Records from a data source:
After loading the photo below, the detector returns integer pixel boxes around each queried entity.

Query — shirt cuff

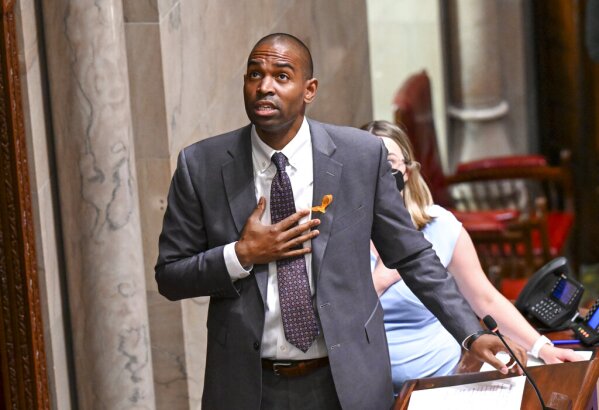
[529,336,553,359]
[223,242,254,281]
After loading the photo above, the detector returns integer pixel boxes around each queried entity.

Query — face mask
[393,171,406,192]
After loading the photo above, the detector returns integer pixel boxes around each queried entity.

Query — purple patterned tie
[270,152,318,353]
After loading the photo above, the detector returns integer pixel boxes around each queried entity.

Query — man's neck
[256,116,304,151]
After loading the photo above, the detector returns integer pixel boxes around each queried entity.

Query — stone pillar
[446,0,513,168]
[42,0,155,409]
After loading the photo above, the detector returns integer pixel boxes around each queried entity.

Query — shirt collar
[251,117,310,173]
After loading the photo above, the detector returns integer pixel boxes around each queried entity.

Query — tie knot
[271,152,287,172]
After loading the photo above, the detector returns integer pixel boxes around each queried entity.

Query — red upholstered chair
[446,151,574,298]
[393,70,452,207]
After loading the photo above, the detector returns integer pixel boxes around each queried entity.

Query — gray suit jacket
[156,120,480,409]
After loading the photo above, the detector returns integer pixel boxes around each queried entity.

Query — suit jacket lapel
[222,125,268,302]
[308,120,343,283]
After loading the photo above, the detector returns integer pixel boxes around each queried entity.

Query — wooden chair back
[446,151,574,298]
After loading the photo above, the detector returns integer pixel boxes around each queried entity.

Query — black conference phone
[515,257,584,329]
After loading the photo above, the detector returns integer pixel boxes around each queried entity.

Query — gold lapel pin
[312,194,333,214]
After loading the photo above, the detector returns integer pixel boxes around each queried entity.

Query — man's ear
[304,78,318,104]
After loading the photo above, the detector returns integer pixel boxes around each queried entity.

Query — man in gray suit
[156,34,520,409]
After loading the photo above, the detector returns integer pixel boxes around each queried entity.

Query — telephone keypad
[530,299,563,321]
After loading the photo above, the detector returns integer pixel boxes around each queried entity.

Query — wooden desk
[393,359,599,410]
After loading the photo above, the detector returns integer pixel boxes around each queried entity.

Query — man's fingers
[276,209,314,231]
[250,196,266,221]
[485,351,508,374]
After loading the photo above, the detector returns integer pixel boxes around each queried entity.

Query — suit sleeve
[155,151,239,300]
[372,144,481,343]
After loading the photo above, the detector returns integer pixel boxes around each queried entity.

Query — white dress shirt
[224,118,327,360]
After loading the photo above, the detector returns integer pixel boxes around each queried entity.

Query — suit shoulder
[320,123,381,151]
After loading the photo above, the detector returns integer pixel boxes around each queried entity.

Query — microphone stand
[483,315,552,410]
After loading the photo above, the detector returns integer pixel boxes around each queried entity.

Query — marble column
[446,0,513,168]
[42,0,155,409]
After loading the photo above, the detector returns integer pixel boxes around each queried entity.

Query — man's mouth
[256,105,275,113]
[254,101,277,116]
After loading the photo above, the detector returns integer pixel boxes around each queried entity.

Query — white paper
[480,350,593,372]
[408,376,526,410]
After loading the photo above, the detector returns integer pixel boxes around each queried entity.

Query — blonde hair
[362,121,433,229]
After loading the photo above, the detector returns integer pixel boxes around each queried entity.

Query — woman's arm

» **What to do**
Quote everything in the listing above exactly; pictures are the only thing to omit.

» **Task response**
After loading the photo below, the detector returns integer pixel boxes around each queried entity.

Query — shirt cuff

[529,336,553,359]
[223,242,254,281]
After loading the photo above, the detector returns integer pixel boxes around each queried entity.

Query — face mask
[393,171,406,192]
After loading the photo above, the detector returns integer pixel boxes around each queried entity.

Query — purple patterned tie
[270,152,318,353]
After loading the photo above, the detector returns integer pixel boxes around each queried entity.

Query — man's neck
[256,116,304,151]
After loading the photo above, the detector returns integer pixel boxes around each queried entity.

Query — stone pillar
[446,0,513,168]
[42,0,155,409]
After loading the photo above, the detector returns integer pixel boxes around each queried entity.

Query — shirt collar
[251,117,310,173]
After loading the photo above, the detector returns integer pixel boxes around each queried entity.

Query — tie knot
[271,152,287,172]
After loading the photo above, the detector returns integer pixel boxes around each queried entity.

Query — red upholstered chair
[446,151,574,298]
[393,70,452,207]
After loading the photo above, the detector returns integer pixel boxes around each queried entity.

Query — gray suit jacket
[156,120,480,409]
After loading the photo above, the detector returns integer pixel boxes around each queried entity.

Query — suit jacket lapel
[222,125,268,302]
[308,120,343,283]
After loading the photo above, the detector returns integer pixel boxes around each queried entity.

Query — wooden chair back
[446,151,574,298]
After loading the photo above, the detector returns integer pixel boxes around each queried entity.

Query — black conference phone
[515,257,584,329]
After loading the photo above, the detector returns integer pixel boxes around each queried entity.

Query — gold lapel pin
[312,194,333,214]
After loading the photo above, the detector returns integer pixel boxes around each queried entity.

Query — man's ear
[304,78,318,104]
After loading the photo above, the detector returns integer pixel boxes around each queried entity.

Query — man in gray suit
[156,34,520,409]
After loading the photo above, the detector returns integer pixel boxes around each queried entity.

Query — telephone keypad
[530,299,563,321]
After loading the photo above, the detector returns integer pixel boxes around each queried entity.

Query — wooden desk
[393,359,599,410]
After loading the photo above, the detector returns integer pixel boxes around each queried entity.

Query — man's fingers
[276,209,314,231]
[250,196,266,221]
[485,351,508,374]
After loading the photo above, the detector returns integer pixel boxes around each queried entity.

Query — suit sleeve
[155,151,239,300]
[372,144,481,343]
After loading the photo above, the detector returns integer pixel boxes around each queried entity.

Query — white dress shirt
[224,118,327,360]
After loading the photo above, the detector returns integer pixel boxes around each queried entity.

Query — suit shoulder
[320,123,381,151]
After loading the photo above, the detector returns integer pixel boxes around each queried entity.

Query — microphone stand
[483,315,552,410]
After loading the photo above, the detector returns integer pixel boxes around each queried entity.

Query — marble column
[446,0,513,168]
[42,0,155,409]
After loading the photo above, the detector returns integer pixel boxes around each queried entity.

Query — man's mouth
[256,105,275,113]
[254,101,277,116]
After loading the photo above, the detector returns integer pixel boxes around each queried entity.

Query — white paper
[480,350,593,372]
[408,376,526,410]
After loading the photo above, the detector returns integer pixel boxes around each queried entity.

Query — blonde hair
[362,121,433,229]
After loading the photo above, the detector returns integer pixel boxes around each queried entity.

Query — woman's arm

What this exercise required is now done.